* **What is being asked**
Reproduce every line of the listing below word for word, leaving out the pictures.

* **Dataset content**
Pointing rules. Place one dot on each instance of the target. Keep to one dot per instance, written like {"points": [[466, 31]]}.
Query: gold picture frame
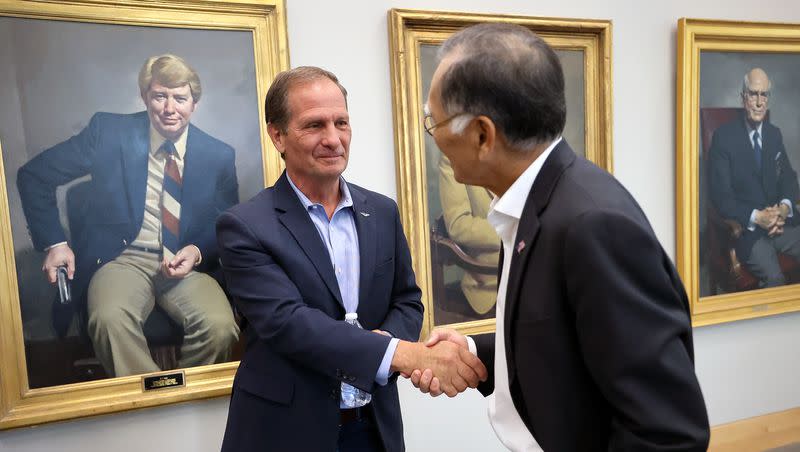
{"points": [[712, 59], [259, 23], [413, 36]]}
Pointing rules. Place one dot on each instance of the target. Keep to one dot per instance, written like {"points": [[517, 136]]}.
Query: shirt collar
{"points": [[345, 201], [750, 130], [513, 200], [156, 140]]}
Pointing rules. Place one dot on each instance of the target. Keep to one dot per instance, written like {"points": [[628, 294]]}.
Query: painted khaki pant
{"points": [[123, 293]]}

* **Answer for the task**
Pointing rules. Place one dot on each instance of the target. Keep to one dot per instance, written like {"points": [[466, 31]]}.
Query: gold picture frame
{"points": [[712, 59], [259, 23], [413, 36]]}
Pointing rules. Place one dot on each instance of the target. Keep to one dot per instance, written like {"points": [[517, 136]]}.
Query: shirt collar
{"points": [[345, 201], [750, 130], [513, 200], [156, 140]]}
Pointing rules. Place one dot on each instance of the target. Keep to one dot per instance, written like {"points": [[628, 294]]}.
Query: painted khaki pant
{"points": [[123, 293]]}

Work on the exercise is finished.